### SELECTION:

++++++++++

# Santa Cruz Tandem



## Monsterstick (May 29, 2008)

I was riding in a Park-Who's-Name-Must-Not-Be-Spoken in the South Bay, and I saw a couple riding a Santa Cruz tandem. This park has more log-crossings than any place I've ever ridden, so that was what impressed me at first. But then I started thinking about it: A Santa Cruz tandem? They don't make those, do they? Well, they made at least one. I can attest to that.

Has anyone heard of these?:skep:


----------



## Trails4Two (May 12, 2008)

Was it this one? http://www.singletrackworld.com/article.php?sid=2817

I checked with them about four years ago and was told that they had no time to build tandems...I guess Ventana will have to do.


----------



## TandemGeek (Mar 14, 2004)

There are two of them.... From my Website's Bulletin Board.

4 Oct - 2nd Santa Cruz F/S Tandem Sighted - You may recall we posted a spy-shot of a Santa-Cruz one-off, full-suspension tandem built for an employee back in November of 2006 sitting at a shopping center in Whistler, British Columbia. At that time is was thought to be one of two, er.... I guess that makes it a two-off. Anyway, my search engine recently snagged a blog item from this past April's Seat Otter where the second bike was caught on camera characterized as being built for a 'special client'.

++++++++++

### STATED EXERCISE A:
Name every user who posted in the tandem thread.
The thread and the records that follow it come from unrelated sources.

++++++++++

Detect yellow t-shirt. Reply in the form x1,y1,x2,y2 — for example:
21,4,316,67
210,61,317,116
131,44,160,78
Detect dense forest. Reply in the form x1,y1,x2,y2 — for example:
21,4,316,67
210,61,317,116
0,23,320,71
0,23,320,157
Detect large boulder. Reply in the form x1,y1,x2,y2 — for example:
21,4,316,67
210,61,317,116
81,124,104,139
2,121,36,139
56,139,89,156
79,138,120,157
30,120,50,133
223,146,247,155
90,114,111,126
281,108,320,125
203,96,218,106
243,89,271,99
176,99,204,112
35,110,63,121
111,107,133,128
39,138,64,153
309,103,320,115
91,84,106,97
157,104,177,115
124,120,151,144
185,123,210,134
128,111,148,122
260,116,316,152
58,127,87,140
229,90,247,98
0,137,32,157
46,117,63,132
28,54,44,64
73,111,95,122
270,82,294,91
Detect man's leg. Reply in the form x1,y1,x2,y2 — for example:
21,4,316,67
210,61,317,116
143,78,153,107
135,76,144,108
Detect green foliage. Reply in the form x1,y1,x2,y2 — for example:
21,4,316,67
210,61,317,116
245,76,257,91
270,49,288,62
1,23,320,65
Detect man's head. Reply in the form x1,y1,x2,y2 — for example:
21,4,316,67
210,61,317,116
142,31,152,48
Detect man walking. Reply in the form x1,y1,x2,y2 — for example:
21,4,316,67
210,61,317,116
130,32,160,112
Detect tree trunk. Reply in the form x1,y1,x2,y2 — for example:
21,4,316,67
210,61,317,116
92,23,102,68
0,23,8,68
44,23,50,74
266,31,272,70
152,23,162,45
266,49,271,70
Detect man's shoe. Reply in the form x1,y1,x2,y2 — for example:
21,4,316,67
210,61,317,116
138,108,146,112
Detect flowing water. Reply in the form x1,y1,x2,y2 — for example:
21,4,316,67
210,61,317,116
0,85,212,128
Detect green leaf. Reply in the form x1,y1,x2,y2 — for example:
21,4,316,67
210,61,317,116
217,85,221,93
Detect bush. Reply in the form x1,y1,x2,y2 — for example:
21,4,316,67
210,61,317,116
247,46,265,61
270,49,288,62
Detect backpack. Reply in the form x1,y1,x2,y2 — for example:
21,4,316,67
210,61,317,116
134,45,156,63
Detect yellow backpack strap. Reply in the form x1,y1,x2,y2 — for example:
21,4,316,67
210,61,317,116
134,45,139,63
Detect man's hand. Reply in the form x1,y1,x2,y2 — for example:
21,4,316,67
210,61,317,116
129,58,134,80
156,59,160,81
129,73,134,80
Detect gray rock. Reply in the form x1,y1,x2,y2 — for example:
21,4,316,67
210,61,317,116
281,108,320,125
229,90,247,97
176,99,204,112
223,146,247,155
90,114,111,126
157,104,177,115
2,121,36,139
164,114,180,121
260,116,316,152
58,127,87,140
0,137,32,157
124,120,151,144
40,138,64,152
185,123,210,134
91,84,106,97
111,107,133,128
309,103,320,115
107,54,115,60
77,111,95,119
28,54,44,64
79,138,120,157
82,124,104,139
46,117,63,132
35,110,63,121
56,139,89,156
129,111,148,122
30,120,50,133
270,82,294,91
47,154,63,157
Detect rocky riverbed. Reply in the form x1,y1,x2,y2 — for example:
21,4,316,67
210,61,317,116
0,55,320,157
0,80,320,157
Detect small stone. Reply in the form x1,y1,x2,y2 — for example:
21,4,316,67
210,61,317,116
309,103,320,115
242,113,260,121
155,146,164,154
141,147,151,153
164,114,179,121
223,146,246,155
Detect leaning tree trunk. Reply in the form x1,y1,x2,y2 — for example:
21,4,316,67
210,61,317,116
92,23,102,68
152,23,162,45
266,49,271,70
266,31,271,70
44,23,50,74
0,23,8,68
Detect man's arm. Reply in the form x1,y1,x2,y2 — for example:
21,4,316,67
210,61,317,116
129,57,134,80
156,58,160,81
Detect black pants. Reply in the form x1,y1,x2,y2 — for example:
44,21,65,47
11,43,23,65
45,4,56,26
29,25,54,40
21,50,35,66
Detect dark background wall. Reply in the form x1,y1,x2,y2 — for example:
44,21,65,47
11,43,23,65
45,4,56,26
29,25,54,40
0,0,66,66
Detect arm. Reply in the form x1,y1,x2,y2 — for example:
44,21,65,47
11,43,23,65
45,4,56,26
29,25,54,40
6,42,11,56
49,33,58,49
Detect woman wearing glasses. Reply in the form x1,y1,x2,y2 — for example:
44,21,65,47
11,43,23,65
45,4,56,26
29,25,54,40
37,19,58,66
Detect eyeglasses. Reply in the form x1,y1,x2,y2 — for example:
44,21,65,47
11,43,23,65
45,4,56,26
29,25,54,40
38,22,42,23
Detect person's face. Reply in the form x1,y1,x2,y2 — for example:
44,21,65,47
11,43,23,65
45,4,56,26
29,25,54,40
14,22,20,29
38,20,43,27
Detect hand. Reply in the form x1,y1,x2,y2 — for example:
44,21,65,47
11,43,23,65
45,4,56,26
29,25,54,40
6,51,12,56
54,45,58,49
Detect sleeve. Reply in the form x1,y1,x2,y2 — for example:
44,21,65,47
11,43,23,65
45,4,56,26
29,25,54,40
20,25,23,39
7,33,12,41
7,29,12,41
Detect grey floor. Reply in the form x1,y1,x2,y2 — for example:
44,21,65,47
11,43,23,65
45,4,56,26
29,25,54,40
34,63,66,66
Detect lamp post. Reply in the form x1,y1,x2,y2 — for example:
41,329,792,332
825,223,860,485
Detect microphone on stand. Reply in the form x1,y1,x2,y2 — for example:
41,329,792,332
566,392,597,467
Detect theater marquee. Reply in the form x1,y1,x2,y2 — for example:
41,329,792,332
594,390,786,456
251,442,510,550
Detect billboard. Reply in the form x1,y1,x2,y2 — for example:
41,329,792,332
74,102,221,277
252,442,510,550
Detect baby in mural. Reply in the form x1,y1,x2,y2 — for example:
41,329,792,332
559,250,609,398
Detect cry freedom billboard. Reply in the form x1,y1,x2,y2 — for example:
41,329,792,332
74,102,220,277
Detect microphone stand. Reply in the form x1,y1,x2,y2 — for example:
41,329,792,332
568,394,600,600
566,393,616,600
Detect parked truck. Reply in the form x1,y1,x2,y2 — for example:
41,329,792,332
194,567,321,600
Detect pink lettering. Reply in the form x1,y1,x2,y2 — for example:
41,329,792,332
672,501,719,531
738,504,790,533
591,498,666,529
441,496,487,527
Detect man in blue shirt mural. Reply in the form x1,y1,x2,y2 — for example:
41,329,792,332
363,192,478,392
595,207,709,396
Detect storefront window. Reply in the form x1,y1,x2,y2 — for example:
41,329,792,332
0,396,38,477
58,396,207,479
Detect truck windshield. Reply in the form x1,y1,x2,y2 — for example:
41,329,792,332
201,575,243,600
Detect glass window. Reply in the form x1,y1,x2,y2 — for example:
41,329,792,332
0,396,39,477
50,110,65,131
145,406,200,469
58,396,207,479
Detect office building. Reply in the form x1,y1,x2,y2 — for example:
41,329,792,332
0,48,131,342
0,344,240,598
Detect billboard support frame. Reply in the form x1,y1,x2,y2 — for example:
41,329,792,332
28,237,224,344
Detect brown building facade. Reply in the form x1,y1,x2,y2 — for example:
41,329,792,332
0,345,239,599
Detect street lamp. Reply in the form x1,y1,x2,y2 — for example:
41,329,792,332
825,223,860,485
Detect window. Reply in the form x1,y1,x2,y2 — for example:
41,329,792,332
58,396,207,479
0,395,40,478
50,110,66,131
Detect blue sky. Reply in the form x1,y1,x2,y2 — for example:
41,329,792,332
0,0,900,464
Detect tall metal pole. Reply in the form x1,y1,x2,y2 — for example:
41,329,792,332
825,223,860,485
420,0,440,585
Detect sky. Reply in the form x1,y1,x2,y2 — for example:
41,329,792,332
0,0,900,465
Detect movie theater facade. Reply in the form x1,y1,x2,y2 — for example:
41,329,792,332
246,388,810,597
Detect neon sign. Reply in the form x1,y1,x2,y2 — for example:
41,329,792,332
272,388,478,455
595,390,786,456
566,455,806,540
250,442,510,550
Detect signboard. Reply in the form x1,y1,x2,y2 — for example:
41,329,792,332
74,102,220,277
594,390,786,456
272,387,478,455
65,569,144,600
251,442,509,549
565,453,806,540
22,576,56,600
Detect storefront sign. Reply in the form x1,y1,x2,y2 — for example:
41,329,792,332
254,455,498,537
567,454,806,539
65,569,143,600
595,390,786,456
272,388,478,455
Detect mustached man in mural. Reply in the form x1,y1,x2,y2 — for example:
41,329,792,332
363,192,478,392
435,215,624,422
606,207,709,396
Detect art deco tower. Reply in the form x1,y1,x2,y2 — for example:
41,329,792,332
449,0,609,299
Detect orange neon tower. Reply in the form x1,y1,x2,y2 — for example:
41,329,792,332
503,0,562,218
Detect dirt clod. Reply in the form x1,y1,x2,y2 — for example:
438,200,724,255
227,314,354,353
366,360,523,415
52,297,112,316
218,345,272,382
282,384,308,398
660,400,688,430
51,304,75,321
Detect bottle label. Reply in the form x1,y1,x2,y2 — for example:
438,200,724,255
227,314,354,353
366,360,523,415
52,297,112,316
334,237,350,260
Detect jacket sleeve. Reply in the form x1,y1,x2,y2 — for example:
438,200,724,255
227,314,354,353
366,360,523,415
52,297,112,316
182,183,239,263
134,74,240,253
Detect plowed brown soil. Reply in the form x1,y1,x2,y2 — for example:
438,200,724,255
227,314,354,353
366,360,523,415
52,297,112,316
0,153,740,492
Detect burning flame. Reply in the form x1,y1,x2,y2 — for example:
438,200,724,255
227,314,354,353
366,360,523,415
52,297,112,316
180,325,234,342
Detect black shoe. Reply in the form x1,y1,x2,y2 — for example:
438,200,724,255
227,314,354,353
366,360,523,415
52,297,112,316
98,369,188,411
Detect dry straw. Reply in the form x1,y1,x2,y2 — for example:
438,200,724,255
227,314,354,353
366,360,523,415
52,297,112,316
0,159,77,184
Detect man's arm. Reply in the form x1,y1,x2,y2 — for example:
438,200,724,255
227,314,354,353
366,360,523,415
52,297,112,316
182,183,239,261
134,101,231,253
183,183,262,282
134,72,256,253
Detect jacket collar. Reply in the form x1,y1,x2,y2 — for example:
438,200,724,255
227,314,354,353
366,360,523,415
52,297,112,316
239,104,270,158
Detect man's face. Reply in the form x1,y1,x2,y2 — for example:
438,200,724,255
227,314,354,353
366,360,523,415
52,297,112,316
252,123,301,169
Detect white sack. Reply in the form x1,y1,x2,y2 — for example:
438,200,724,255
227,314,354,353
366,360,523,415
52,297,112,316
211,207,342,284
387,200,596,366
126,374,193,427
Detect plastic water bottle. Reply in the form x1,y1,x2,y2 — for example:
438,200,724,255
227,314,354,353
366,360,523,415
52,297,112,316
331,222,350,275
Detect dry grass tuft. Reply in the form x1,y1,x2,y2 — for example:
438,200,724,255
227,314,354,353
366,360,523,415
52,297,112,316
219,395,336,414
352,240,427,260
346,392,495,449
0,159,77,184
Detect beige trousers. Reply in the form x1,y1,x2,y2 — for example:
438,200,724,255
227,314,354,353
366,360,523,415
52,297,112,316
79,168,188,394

++++++++++

### STATED EXERCISE B:
In the records, change "Reply" to "Respond" in the part that opens with the line containing "Detect man's hand." and closes with the line containing "0,80,320,157", and return only that part.

### FINAL ANSWER A:
Monsterstick, Trails4Two, TandemGeek

### FINAL ANSWER B:
Detect man's hand. Respond in the form x1,y1,x2,y2 — for example:
21,4,316,67
210,61,317,116
129,58,134,80
156,59,160,81
129,73,134,80
Detect gray rock. Respond in the form x1,y1,x2,y2 — for example:
21,4,316,67
210,61,317,116
281,108,320,125
229,90,247,97
176,99,204,112
223,146,247,155
90,114,111,126
157,104,177,115
2,121,36,139
164,114,180,121
260,116,316,152
58,127,87,140
0,137,32,157
124,120,151,144
40,138,64,152
185,123,210,134
91,84,106,97
111,107,133,128
309,103,320,115
107,54,115,60
77,111,95,119
28,54,44,64
79,138,120,157
82,124,104,139
46,117,63,132
35,110,63,121
56,139,89,156
129,111,148,122
30,120,50,133
270,82,294,91
47,154,63,157
Detect rocky riverbed. Respond in the form x1,y1,x2,y2 — for example:
21,4,316,67
210,61,317,116
0,55,320,157
0,80,320,157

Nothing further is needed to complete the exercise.